| Material for the task |
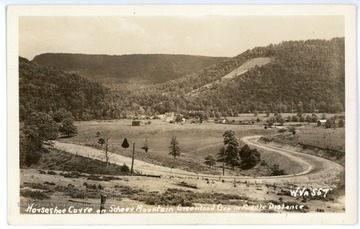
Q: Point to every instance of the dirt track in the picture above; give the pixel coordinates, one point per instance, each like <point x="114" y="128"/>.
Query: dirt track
<point x="314" y="169"/>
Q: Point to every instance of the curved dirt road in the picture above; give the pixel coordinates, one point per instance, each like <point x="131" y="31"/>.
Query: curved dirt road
<point x="314" y="168"/>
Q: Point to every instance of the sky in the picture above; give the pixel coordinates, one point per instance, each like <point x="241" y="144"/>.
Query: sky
<point x="194" y="35"/>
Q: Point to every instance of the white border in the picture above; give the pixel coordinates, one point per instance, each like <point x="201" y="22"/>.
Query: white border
<point x="244" y="218"/>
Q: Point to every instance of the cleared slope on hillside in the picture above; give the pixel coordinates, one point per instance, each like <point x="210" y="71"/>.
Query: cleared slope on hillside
<point x="248" y="65"/>
<point x="136" y="68"/>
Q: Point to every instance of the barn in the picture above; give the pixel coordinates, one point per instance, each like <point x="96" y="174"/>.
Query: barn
<point x="136" y="123"/>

| The exercise |
Retype every line of the data above exactly as it appears, and leave the pictures out of your copy.

| Full response |
Q: Point to every instance of the dirt track in the picture above; give the pixel coordinates, one point per instance, each like <point x="114" y="128"/>.
Query: dirt track
<point x="314" y="169"/>
Q: Point to every instance of the curved dirt road in the picture above; give the pixel coordinates, one point per instance, each like <point x="131" y="31"/>.
Query: curved dirt road
<point x="314" y="168"/>
Q: Point to every instance of the sky in the picture above; give the pixel coordinates, one point per instance, each like <point x="241" y="144"/>.
Query: sky
<point x="194" y="35"/>
Q: Point to every instance of the white border in the picture above; give the pixel coordinates, one point per instance, each like <point x="201" y="22"/>.
Query: white border
<point x="244" y="218"/>
Q: Point to every instance of the cleared slope on hillside in the picture above; give the pixel coordinates, one point per instance, each like <point x="210" y="71"/>.
Query: cleared slope on hillside
<point x="248" y="65"/>
<point x="136" y="68"/>
Q: Point to every instance of the barn in the picture above; give the pixel coordinates, one point per instance, each like <point x="96" y="174"/>.
Query: barn
<point x="136" y="123"/>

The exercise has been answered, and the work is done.